## Items from a data source

==========

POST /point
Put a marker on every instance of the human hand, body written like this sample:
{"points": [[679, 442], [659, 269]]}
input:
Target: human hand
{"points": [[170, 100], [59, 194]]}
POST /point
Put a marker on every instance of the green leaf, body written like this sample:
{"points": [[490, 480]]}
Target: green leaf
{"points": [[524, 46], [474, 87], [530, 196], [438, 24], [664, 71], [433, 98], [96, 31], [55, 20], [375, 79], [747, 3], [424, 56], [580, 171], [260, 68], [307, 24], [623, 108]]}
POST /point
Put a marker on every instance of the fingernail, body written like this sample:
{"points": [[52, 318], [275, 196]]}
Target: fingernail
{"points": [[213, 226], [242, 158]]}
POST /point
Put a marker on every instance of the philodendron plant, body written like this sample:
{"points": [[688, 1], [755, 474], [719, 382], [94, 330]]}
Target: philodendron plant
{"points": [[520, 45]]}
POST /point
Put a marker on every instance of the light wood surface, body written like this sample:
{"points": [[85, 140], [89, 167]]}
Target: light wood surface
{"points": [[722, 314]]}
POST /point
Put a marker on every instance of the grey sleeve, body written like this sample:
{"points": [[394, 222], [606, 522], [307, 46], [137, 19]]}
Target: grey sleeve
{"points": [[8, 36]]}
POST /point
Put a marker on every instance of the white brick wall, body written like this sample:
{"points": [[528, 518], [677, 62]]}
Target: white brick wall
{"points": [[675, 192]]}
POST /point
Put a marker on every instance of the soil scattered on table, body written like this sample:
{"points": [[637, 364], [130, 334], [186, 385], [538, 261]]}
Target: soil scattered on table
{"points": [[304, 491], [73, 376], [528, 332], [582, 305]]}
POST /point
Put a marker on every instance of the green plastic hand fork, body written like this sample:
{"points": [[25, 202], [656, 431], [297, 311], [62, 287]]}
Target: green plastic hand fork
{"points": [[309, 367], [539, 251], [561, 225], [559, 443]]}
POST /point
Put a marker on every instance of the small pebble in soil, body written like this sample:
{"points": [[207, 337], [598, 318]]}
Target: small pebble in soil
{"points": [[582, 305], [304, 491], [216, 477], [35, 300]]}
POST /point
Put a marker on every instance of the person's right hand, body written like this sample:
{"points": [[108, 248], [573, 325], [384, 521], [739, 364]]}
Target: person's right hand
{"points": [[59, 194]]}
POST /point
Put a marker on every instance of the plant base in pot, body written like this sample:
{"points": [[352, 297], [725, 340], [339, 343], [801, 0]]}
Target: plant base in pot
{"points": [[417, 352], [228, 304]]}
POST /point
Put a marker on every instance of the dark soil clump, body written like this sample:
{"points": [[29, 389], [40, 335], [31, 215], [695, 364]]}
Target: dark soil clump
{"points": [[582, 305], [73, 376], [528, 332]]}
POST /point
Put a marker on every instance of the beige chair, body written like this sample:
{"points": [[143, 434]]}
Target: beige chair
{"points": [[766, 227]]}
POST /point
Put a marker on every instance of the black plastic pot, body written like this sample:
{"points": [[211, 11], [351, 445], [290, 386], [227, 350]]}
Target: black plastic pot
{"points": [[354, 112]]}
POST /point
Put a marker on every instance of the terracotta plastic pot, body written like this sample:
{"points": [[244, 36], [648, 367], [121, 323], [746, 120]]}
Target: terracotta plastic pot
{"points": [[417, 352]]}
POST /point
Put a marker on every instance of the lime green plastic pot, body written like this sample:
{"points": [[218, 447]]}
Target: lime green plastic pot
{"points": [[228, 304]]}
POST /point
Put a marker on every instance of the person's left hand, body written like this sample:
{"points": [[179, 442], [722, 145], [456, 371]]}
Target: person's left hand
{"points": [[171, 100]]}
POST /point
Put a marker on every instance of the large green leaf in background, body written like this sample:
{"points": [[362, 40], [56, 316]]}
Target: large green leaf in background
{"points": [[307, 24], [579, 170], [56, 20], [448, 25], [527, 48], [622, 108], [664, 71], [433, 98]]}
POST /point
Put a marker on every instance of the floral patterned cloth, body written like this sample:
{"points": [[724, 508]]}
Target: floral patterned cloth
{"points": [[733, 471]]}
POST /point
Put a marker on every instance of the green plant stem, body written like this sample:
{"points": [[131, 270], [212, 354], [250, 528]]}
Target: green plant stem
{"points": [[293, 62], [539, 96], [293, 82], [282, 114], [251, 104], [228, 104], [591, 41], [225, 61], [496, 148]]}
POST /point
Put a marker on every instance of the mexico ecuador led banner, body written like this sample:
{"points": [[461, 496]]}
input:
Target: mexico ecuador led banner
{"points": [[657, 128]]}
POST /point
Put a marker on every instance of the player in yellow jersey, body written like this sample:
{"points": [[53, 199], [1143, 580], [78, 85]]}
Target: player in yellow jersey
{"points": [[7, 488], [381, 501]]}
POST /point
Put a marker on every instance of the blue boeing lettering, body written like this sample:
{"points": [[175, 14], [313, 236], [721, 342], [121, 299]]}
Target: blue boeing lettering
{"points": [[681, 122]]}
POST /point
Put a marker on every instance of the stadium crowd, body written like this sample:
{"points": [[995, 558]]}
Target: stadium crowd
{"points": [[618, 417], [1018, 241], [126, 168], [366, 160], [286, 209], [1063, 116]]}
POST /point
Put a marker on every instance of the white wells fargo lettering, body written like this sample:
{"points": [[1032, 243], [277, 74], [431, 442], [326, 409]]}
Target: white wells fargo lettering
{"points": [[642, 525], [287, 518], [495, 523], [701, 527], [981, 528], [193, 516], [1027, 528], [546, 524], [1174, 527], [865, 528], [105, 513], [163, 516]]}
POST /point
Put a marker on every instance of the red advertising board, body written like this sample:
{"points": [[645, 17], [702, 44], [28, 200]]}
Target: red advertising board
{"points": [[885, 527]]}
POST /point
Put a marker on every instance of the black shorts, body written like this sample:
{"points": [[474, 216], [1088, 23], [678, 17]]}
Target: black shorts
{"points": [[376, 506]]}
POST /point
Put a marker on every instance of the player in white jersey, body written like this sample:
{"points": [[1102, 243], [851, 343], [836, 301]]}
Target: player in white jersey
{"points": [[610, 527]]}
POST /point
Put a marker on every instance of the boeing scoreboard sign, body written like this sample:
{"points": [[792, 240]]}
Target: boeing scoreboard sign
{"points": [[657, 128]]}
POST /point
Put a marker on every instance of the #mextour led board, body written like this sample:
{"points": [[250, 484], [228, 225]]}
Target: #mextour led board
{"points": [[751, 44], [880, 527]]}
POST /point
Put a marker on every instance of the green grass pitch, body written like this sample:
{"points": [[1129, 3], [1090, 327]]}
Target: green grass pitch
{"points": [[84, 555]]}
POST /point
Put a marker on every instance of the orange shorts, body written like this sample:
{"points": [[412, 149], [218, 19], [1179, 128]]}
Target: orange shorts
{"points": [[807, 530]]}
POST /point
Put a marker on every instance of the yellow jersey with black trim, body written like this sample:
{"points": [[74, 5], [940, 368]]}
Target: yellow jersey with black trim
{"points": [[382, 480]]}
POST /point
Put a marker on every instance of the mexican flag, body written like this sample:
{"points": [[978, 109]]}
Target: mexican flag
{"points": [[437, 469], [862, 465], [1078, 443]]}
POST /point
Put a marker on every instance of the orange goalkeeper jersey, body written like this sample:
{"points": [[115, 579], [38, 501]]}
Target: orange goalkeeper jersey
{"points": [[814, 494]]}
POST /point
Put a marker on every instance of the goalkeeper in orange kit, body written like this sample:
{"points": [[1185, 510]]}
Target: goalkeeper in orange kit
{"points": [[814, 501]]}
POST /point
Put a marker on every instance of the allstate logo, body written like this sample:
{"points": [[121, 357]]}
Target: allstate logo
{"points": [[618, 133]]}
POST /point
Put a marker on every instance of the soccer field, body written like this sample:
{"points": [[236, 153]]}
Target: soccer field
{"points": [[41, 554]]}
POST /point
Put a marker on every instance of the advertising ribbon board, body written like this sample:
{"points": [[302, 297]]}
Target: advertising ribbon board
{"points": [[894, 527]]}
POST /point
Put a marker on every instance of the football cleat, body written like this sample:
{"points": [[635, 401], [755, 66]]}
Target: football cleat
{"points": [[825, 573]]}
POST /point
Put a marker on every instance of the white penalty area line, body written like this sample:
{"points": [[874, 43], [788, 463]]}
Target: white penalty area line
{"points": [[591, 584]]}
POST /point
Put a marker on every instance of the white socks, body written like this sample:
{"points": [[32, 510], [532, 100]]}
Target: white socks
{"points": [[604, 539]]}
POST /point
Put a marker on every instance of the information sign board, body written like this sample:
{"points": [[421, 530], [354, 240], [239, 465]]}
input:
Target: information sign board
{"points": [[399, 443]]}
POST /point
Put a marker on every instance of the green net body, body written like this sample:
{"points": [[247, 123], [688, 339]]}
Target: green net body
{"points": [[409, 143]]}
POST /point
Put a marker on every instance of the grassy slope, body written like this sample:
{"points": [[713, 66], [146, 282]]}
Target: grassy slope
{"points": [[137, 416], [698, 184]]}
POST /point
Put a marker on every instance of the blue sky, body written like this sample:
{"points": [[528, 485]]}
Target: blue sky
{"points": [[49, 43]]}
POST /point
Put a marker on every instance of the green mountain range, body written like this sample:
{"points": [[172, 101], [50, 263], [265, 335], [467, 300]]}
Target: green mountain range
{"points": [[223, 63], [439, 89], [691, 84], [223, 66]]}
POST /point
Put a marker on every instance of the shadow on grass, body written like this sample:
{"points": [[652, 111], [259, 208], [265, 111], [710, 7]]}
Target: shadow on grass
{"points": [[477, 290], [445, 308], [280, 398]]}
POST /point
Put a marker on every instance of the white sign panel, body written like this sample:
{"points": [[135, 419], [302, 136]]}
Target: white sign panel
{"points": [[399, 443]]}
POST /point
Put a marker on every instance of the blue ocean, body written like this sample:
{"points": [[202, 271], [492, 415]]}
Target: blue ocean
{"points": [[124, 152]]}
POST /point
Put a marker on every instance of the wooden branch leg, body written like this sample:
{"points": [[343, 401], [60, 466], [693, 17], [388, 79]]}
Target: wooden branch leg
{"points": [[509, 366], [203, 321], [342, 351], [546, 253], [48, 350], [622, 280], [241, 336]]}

==========

## Objective
Count the lines in the records above that contain the string "pitch", treating case as significant, and give only the number.

## Result of this exercise
2